**The exercise:** Reproduce the lines starting at the one containing "segment black t-shirt, all instances" and ending at the one containing "Return the outline of every instance of the black t-shirt.", both included, and nothing else.

Dataset entries
[BEGIN]

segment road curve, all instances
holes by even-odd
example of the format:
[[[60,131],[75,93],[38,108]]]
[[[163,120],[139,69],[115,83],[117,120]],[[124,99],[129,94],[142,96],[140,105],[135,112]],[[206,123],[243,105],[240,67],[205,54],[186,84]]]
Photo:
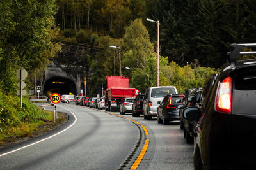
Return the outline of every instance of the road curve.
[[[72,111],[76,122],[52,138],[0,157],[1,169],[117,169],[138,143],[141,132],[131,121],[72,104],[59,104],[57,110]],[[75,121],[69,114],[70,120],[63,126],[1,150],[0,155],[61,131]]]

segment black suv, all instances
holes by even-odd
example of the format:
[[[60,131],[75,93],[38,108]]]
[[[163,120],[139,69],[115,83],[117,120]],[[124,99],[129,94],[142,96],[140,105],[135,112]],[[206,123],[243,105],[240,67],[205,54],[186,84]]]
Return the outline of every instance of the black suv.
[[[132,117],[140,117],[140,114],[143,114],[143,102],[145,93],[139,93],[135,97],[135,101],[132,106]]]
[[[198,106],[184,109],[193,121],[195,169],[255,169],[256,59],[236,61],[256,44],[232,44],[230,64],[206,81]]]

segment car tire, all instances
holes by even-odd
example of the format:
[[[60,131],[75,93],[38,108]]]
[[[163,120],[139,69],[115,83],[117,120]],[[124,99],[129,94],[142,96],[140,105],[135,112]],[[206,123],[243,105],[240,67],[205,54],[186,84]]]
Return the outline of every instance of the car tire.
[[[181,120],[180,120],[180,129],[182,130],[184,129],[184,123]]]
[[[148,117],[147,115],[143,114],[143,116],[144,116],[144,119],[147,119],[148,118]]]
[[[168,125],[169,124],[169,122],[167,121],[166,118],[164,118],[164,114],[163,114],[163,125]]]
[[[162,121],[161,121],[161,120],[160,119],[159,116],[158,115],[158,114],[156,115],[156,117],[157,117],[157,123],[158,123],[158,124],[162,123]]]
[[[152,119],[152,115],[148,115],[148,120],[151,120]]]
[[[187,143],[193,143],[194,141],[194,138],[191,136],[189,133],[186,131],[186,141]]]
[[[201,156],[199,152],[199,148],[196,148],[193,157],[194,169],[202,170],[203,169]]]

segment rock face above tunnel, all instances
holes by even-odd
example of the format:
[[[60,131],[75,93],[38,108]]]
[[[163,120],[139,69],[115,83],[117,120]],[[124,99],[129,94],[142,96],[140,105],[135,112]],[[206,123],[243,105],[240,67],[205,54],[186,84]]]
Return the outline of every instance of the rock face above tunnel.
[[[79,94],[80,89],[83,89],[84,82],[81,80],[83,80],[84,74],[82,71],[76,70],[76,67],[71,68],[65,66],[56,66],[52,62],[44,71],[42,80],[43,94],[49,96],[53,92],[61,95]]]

[END]
[BEGIN]

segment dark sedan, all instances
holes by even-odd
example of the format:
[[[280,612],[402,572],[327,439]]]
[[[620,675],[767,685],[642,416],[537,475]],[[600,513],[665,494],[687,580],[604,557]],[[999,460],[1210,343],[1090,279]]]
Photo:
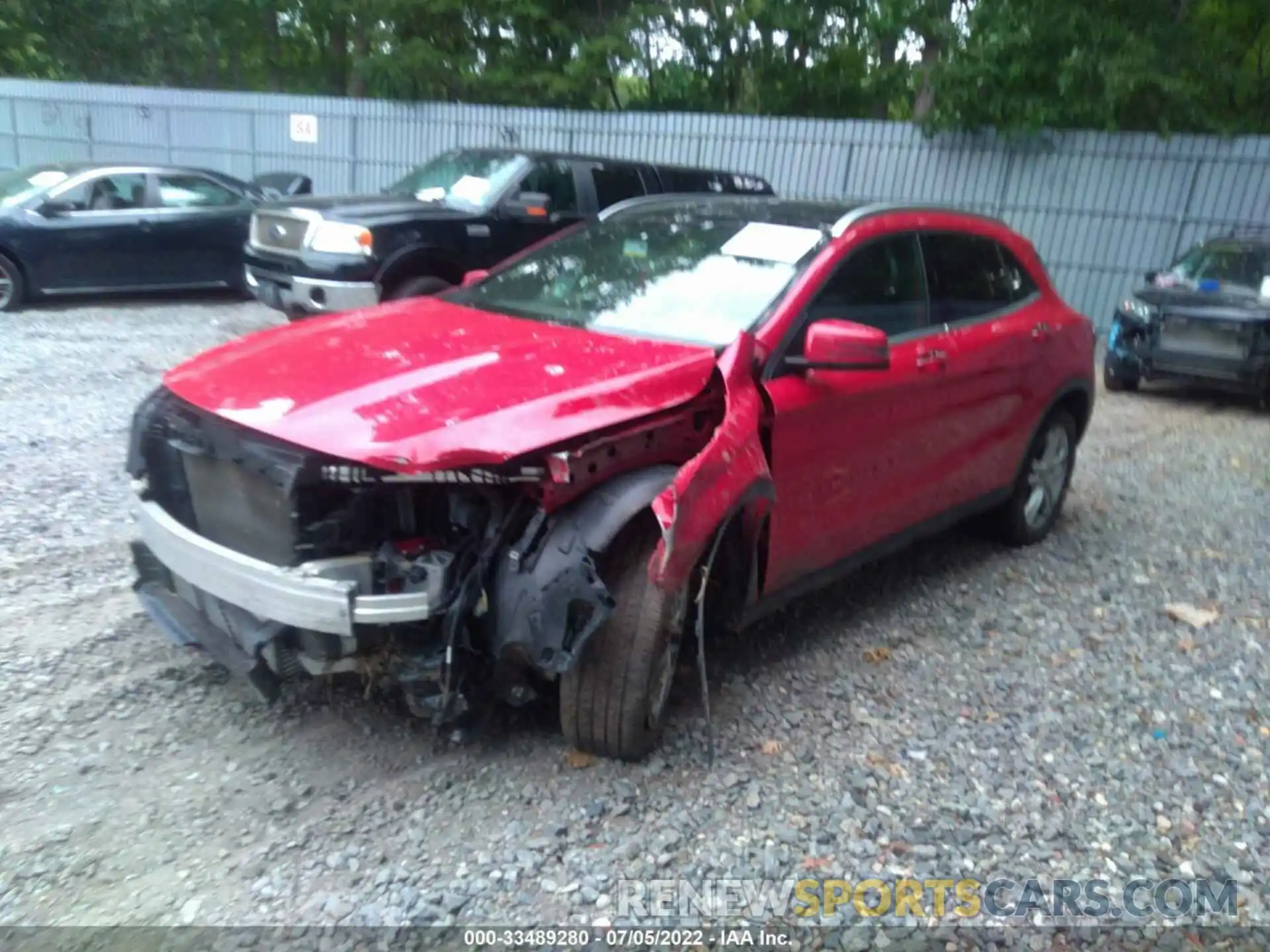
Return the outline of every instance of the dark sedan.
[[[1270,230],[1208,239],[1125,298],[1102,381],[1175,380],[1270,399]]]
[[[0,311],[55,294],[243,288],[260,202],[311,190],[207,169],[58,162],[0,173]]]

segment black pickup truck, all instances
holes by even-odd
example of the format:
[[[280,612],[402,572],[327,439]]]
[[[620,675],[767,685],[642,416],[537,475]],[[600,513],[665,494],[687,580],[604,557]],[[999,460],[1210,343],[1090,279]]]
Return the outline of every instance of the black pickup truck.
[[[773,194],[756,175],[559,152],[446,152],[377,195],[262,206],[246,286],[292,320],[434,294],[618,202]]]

[END]
[BEGIN]

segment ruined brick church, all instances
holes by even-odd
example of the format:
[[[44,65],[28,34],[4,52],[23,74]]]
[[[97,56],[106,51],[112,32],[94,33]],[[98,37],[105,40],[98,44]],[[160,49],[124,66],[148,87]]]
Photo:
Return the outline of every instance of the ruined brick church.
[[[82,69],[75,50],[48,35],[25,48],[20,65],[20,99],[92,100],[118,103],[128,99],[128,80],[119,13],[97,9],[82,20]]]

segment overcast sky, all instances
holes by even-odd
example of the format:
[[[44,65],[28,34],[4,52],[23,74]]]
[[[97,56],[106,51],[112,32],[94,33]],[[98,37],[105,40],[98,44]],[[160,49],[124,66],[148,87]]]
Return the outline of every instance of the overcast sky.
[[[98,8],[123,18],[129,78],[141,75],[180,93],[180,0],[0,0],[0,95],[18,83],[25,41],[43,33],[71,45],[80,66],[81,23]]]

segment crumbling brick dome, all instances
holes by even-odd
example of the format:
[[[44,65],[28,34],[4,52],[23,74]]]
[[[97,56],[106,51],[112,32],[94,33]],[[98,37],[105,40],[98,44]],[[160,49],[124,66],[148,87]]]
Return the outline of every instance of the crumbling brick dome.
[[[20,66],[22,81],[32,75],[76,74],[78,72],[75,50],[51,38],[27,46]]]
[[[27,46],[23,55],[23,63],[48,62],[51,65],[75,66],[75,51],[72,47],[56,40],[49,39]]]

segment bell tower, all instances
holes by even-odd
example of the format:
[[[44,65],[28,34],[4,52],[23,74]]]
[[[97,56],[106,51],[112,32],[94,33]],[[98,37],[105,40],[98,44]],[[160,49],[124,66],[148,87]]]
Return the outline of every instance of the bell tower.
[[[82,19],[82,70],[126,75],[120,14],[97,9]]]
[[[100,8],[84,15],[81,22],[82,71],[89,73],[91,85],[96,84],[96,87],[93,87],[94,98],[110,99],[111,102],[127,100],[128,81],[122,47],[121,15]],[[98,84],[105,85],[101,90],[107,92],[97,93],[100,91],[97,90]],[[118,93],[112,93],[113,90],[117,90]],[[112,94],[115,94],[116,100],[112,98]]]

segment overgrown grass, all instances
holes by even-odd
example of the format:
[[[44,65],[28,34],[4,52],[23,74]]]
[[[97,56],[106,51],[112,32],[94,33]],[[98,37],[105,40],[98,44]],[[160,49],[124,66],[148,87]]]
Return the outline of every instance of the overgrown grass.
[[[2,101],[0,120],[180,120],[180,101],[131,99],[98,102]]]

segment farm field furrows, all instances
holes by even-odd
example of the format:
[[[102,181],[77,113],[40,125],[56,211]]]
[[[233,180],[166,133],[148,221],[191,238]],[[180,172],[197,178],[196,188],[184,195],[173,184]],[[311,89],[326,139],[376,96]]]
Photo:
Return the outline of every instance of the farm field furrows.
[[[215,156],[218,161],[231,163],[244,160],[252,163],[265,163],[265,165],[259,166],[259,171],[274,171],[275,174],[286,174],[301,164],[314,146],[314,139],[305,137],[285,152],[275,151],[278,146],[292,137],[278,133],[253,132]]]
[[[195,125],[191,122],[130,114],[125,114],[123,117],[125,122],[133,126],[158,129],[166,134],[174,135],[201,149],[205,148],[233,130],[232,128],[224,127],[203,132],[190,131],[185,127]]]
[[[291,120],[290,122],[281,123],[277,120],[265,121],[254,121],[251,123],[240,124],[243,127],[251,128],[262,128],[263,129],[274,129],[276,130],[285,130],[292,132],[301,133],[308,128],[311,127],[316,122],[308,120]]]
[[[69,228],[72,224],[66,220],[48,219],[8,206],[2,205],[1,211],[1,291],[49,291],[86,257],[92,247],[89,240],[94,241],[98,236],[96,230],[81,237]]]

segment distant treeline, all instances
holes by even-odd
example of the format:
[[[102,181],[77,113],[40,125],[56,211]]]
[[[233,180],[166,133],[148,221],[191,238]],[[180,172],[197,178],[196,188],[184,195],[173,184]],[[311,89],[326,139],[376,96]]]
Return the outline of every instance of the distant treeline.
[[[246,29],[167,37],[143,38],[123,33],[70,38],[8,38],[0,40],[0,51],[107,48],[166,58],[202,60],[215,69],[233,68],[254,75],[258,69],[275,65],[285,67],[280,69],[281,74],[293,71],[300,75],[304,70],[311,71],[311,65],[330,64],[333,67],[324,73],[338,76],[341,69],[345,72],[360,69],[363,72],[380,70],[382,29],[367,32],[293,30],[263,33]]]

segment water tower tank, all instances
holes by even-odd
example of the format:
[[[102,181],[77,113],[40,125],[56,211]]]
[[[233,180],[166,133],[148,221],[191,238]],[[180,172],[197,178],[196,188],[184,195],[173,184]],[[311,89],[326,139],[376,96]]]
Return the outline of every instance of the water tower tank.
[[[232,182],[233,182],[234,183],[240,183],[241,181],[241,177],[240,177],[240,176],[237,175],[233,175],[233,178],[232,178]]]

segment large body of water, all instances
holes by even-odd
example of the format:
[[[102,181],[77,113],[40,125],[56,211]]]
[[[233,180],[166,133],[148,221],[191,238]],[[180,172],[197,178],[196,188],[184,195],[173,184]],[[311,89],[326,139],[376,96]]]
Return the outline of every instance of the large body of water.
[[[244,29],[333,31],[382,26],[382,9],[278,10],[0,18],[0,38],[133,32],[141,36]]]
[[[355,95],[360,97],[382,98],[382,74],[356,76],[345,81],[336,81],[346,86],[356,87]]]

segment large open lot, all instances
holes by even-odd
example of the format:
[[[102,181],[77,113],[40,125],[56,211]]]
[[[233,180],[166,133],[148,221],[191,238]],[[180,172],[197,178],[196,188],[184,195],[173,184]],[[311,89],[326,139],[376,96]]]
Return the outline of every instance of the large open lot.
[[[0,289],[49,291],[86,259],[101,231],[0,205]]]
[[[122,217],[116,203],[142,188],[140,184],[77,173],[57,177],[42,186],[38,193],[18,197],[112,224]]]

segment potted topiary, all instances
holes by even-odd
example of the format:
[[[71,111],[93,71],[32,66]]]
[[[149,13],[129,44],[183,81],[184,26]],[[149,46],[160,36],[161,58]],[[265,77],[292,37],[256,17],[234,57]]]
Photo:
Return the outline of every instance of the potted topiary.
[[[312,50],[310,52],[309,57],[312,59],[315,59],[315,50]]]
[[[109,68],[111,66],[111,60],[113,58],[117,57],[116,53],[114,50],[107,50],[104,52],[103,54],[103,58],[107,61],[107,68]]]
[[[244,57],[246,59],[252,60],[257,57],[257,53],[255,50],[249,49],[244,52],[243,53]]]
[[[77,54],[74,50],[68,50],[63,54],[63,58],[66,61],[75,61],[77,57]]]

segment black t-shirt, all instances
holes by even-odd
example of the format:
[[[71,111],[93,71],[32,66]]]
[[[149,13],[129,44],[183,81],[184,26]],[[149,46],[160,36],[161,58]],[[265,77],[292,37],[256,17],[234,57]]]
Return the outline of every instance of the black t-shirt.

[END]

**Solved problem:**
segment black t-shirt, all instances
holes by even-odd
example of the format:
[[[71,111],[93,71],[32,66]]]
[[[149,13],[129,44],[183,81],[184,26]],[[149,46],[160,36],[161,58]],[[265,77],[292,37],[256,17],[234,57]]]
Return the outline of every instance of the black t-shirt.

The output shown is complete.